[Data supplied start]

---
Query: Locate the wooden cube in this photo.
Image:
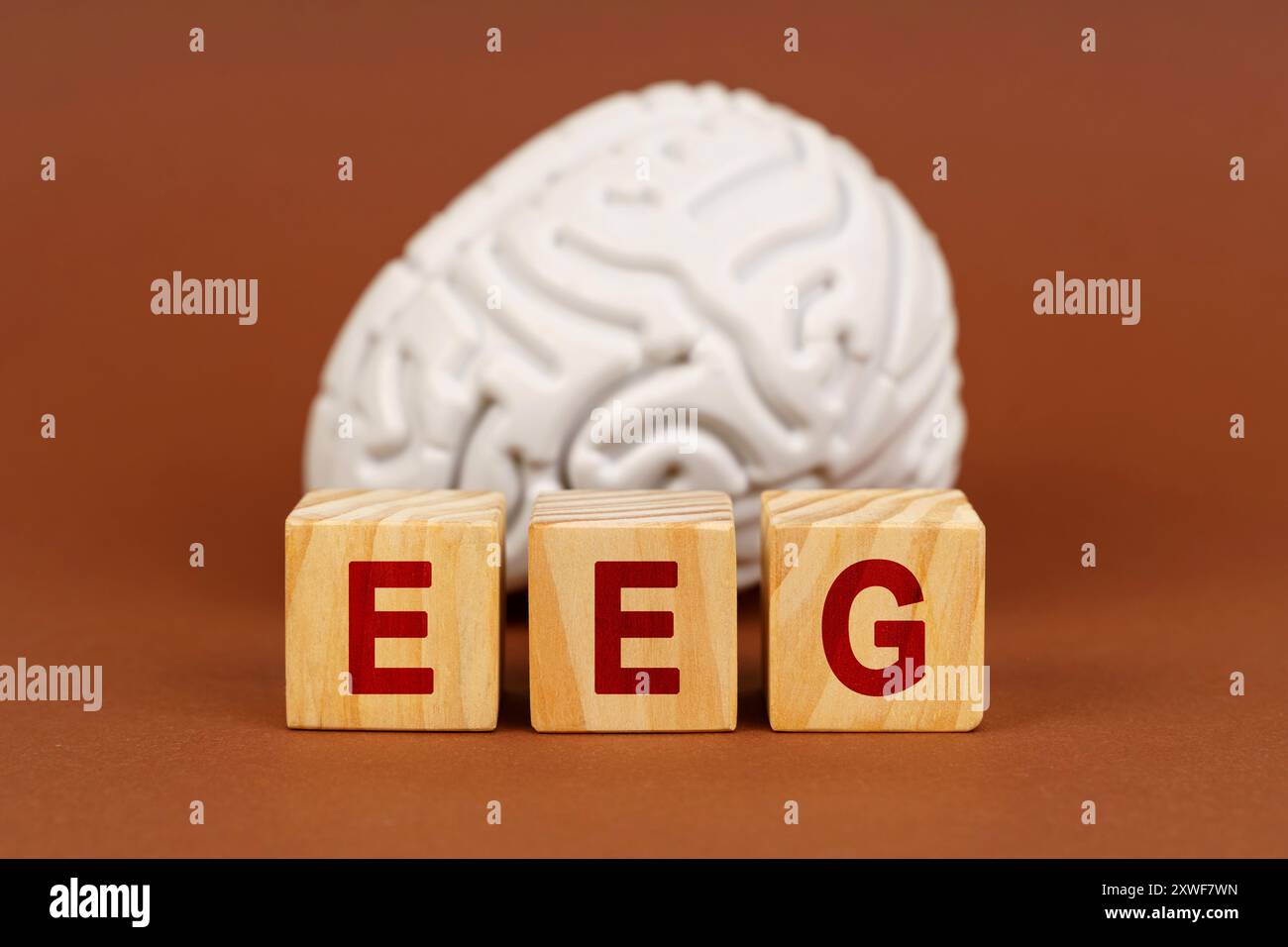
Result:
[528,489,738,732]
[760,489,988,730]
[286,489,505,730]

[Data supplied end]

- To do: Copy the listing above word for word, leaving out the pictures.

- Correct response:
---
Query: Locate the wooden cube in this photo.
Image:
Result:
[528,489,738,732]
[760,489,988,730]
[286,489,505,730]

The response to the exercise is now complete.